* [SELECTED EXTRACT]:
────────────────

Low-code is a software development approach that lets people build applications with minimal hand coding. Instead of writing everything from scratch, the developer uses visual tools such as drag-and-drop interfaces, prebuilt components, workflows and templates.
Without a low-code platform, traditional development involves writing hundreds or thousands of lines of code to create even a simple app. With low-code, users with less formal coding ability can design with intuitive visual interfaces. Seasoned developers can benefit from these capabilities as well.
For example, some business applications require knowledge of a specific programming language, narrowing the selection of developers. By eliminating this bottleneck, low-code development platforms shorten the software development lifecycle (SDLC), enabling experienced engineers to accomplish more, faster.
The graphical user interface and drag-and-drop features of a low-code platform automate aspects of the development process, eliminating dependencies on traditional coding approaches. Low-code platforms democratize app development, particularly for citizen developers—that is, business users with little formal coding experience, such as business analysts or project managers.
Unlike no-code development platforms, which enable users to create applications and automate business processes without writing any code, low-code environments are used often used by professional developers to automate the generic aspects of coding. This redirects effort on the “last mile” of development.

────────────────

* [DATA PROVIDED]:
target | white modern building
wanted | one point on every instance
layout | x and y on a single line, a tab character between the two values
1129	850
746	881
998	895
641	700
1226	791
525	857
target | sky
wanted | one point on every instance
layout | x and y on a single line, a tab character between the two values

────────────────

* [EXPLORE THE MATERIAL]:
a. In the passage on low-code development, who are citizen developers?
b. Duplicate the passage on low-code development from "For example, some" up to and including "or project managers.".
Rely only on the passage on low-code development, not on the listing.

* [RESULTS BY TASK]:
a. Business users with little formal coding experience, such as business analysts or project managers.

b.
For example, some business applications require knowledge of a specific programming language, narrowing the selection of developers. By eliminating this bottleneck, low-code development platforms shorten the software development lifecycle (SDLC), enabling experienced engineers to accomplish more, faster.
The graphical user interface and drag-and-drop features of a low-code platform automate aspects of the development process, eliminating dependencies on traditional coding approaches. Low-code platforms democratize app development, particularly for citizen developers—that is, business users with little formal coding experience, such as business analysts or project managers.